## Exercise brief
Return all lines from the listing below in which the string "water" occurs.
- - - - -
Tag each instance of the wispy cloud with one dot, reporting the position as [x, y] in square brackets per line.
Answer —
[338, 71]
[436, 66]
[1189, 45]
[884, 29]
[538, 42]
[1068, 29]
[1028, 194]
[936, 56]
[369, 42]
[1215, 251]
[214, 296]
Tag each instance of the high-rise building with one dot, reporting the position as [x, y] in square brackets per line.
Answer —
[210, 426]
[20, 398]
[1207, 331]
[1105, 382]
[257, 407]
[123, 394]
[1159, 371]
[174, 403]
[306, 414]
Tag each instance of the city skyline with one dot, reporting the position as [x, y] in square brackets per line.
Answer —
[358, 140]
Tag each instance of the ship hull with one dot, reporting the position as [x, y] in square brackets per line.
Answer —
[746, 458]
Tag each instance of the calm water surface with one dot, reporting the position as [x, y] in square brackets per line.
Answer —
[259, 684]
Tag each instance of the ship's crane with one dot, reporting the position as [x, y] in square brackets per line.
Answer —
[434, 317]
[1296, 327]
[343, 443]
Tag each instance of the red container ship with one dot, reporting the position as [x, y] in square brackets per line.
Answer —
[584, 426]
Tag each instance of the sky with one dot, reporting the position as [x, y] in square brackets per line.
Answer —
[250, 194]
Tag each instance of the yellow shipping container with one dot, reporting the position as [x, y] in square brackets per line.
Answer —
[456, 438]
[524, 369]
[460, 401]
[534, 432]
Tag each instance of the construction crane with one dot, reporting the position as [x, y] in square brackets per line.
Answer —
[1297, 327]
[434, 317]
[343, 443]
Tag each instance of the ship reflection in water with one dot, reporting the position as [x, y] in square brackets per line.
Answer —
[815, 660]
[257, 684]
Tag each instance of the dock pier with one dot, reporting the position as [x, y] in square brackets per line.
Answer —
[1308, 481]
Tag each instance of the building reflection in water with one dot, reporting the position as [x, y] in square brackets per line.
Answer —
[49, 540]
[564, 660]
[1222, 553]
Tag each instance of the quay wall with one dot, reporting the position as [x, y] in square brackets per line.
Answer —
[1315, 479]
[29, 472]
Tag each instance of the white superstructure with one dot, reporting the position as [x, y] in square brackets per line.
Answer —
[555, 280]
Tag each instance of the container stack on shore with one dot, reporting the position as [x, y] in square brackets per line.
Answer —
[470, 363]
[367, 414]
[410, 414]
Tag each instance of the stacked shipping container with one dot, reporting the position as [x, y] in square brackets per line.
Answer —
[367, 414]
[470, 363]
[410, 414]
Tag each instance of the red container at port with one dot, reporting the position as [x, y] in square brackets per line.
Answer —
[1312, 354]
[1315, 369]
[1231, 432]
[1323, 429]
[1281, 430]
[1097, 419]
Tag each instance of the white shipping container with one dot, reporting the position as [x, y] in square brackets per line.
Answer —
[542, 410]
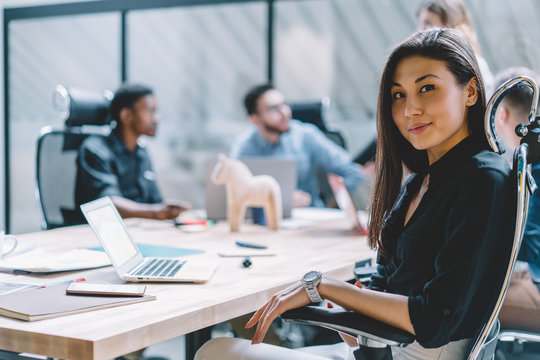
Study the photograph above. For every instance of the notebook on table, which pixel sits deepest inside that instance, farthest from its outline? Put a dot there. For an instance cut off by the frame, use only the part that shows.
(345, 202)
(52, 301)
(126, 257)
(283, 170)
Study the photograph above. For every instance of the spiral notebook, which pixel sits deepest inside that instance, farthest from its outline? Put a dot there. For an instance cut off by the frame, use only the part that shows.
(52, 301)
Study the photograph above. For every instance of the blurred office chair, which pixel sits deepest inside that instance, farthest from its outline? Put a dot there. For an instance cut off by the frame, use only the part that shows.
(313, 113)
(85, 113)
(375, 337)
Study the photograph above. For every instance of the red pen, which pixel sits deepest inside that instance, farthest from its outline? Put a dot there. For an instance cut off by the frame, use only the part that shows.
(64, 282)
(191, 222)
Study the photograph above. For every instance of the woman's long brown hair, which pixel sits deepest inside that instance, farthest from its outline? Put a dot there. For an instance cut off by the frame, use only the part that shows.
(393, 150)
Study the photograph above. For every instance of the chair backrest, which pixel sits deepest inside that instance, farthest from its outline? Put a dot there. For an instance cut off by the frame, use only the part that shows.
(525, 187)
(57, 152)
(313, 113)
(310, 112)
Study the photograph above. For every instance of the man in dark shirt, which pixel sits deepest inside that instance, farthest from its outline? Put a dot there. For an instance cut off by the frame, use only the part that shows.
(521, 307)
(118, 166)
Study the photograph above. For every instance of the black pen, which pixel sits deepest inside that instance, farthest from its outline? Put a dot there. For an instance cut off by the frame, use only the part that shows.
(251, 245)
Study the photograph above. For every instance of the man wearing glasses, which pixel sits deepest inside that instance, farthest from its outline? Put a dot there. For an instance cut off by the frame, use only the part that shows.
(277, 135)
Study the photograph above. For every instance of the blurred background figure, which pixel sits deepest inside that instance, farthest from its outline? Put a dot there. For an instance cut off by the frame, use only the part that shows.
(118, 166)
(521, 308)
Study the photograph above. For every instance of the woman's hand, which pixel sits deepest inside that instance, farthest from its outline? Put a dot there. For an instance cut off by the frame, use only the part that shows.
(290, 298)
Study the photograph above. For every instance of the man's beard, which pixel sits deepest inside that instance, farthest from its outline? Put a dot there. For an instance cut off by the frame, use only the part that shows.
(275, 129)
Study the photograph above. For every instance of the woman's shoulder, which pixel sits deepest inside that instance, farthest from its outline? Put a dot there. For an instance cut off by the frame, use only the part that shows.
(488, 163)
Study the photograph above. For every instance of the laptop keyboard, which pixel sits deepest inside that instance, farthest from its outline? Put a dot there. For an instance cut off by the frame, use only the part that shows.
(160, 268)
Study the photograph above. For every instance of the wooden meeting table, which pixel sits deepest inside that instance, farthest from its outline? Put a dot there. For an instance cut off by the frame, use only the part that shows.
(328, 246)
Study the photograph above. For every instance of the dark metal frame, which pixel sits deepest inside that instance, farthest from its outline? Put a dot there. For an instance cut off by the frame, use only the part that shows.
(96, 7)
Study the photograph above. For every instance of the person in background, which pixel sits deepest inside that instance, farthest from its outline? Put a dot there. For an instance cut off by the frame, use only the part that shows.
(454, 14)
(119, 166)
(441, 236)
(521, 307)
(275, 134)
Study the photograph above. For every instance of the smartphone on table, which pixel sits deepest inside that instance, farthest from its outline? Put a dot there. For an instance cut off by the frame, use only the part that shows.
(84, 288)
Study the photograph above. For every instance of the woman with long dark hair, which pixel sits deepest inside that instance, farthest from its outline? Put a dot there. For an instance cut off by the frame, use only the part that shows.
(441, 234)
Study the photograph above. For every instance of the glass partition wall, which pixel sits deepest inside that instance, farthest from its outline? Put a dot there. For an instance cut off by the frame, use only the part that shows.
(42, 54)
(201, 56)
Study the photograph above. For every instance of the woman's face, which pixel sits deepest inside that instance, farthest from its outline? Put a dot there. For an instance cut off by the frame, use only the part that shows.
(429, 106)
(428, 19)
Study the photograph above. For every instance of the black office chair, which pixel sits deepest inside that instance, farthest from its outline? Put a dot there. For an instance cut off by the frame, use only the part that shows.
(313, 113)
(85, 113)
(375, 337)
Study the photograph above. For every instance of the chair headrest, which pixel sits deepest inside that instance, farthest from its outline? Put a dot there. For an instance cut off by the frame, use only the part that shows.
(489, 120)
(82, 107)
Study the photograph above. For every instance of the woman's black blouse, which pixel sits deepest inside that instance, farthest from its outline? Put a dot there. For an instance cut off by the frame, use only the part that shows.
(450, 257)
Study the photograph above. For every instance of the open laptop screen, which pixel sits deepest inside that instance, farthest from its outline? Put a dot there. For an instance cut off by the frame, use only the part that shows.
(113, 236)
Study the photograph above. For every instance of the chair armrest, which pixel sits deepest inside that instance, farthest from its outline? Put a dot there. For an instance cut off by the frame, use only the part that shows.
(349, 322)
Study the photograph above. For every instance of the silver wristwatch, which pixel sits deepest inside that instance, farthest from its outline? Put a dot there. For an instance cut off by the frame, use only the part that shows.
(310, 282)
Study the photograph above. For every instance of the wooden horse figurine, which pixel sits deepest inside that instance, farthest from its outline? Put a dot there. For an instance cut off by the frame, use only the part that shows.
(244, 189)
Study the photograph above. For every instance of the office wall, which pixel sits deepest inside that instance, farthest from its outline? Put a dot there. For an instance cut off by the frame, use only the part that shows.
(27, 179)
(201, 60)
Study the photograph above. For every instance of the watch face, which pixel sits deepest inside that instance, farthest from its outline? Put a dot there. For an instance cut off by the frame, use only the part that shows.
(311, 276)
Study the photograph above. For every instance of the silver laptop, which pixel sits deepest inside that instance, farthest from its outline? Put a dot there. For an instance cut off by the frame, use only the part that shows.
(126, 256)
(283, 170)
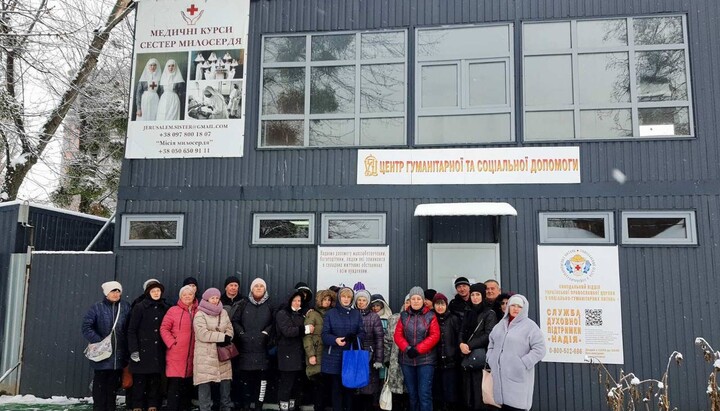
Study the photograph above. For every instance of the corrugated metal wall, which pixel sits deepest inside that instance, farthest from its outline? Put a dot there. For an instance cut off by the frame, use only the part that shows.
(62, 288)
(8, 226)
(668, 292)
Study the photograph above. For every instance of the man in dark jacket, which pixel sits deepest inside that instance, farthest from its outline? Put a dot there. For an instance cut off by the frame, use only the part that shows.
(461, 302)
(106, 317)
(445, 381)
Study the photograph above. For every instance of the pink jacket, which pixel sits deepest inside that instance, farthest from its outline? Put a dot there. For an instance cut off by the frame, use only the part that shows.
(177, 333)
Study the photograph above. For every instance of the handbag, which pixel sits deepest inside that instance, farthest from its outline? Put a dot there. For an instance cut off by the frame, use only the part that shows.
(102, 350)
(386, 397)
(476, 359)
(356, 367)
(487, 389)
(227, 352)
(127, 378)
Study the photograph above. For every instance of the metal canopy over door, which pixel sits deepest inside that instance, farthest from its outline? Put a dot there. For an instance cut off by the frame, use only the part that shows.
(447, 261)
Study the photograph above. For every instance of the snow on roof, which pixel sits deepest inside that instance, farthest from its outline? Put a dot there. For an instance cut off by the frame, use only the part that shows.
(51, 208)
(461, 209)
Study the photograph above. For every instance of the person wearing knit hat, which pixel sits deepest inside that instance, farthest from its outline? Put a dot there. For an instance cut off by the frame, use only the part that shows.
(515, 337)
(373, 341)
(307, 296)
(477, 324)
(381, 307)
(254, 325)
(213, 329)
(231, 296)
(106, 317)
(342, 326)
(111, 286)
(428, 295)
(461, 302)
(177, 333)
(416, 335)
(147, 351)
(232, 301)
(446, 378)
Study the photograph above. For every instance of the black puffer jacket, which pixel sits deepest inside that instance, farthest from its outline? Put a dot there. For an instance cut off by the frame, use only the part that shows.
(290, 327)
(250, 320)
(481, 318)
(144, 336)
(448, 349)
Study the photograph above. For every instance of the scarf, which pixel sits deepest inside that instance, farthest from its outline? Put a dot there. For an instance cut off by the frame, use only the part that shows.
(210, 309)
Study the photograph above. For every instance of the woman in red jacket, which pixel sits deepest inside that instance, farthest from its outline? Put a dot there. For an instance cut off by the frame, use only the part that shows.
(416, 334)
(177, 332)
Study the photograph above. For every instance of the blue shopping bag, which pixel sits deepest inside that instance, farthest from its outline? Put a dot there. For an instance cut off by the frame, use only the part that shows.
(356, 367)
- - - - -
## Exercise output
Tag each instance of the calm water surface with one dot, reporting the position as [x, y] in square brackets per line.
Tag each instance of the ship reflection in water with one dot, reporting the position as [x, y] in square brackets per line.
Tag each instance of the building reflection in water with one dot, reporting the position as [x, y] in square brackets per line.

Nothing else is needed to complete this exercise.